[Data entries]

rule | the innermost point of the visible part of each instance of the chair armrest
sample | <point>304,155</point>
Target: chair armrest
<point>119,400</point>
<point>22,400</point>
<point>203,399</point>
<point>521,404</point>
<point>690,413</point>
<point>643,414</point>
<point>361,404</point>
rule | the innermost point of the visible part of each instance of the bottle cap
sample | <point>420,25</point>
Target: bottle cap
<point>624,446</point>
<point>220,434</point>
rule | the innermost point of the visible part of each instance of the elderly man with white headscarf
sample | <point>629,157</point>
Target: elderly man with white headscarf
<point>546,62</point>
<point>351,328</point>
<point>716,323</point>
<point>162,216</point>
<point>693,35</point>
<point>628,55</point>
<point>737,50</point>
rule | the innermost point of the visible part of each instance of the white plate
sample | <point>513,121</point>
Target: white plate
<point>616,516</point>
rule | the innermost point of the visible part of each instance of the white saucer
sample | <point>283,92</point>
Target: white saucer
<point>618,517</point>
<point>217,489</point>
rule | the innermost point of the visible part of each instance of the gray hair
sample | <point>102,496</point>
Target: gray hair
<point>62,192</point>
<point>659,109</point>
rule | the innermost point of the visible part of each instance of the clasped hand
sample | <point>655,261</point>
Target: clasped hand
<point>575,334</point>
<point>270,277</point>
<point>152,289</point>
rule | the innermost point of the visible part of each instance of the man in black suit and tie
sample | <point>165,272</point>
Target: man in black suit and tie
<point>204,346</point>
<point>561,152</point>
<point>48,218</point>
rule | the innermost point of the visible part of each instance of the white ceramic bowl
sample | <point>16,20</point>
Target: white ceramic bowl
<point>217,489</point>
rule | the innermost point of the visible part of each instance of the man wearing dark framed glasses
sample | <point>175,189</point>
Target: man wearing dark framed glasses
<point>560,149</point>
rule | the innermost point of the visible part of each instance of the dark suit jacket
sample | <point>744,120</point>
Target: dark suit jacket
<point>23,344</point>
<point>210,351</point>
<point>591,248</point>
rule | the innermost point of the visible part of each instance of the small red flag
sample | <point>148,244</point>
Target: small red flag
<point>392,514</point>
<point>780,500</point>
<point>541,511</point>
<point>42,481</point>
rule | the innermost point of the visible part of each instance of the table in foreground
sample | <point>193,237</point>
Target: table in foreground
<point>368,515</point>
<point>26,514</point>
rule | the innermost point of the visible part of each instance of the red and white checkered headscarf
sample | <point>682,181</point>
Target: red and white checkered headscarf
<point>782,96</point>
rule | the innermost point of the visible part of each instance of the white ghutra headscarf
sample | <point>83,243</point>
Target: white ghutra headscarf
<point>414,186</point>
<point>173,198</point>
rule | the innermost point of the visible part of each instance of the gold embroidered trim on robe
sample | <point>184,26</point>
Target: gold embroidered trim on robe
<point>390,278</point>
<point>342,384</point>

- Given problem
Put the items from the start of the list up to and including the line with "<point>220,434</point>" into a two-column CSV headed entry_text and answer, with one row per item. Quote every field and turn any line breaks into spaces.

- Solution to this problem
entry_text,answer
"rule | the innermost point of the visible part of each instance of the chair armrest sample | <point>304,155</point> Target: chair armrest","<point>119,400</point> <point>22,400</point> <point>203,399</point> <point>521,404</point> <point>690,413</point> <point>643,414</point> <point>361,404</point>"
"rule | the innermost point of the visible part of each instance of the bottle cap sample | <point>420,25</point> Target: bottle cap","<point>624,446</point> <point>220,434</point>"